— Problem details —
A word-for-word repetition of all the entries is needed.

— Data extracted from a collection —
========================================================================
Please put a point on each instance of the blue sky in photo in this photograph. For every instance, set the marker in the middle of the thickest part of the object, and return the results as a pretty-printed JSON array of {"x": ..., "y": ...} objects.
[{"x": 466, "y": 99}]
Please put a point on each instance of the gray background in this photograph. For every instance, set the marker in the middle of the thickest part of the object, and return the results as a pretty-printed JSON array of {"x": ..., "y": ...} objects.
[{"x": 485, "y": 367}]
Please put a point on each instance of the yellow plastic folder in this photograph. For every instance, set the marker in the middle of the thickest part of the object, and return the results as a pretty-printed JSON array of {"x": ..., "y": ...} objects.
========================================================================
— Exercise output —
Please put a point on each instance of the blue sky in photo in this photograph. For every instance, set the marker in the middle of the thickest part of the object, and return the results as a pretty-printed JSON array of {"x": ..., "y": ...} objects.
[{"x": 466, "y": 99}]
Please put a point on each instance of the gray background in this photograph. For every instance, set the marker in the middle of the thickest part of the object, and return the results as a pretty-printed JSON array of {"x": ..., "y": ...} objects.
[{"x": 485, "y": 367}]
Please put a point on each instance of the yellow plastic folder in this photograph. For every instance, set the marker in the middle of the thickest part of the object, and return the results as a pretty-printed JSON array of {"x": ..., "y": ...} objects.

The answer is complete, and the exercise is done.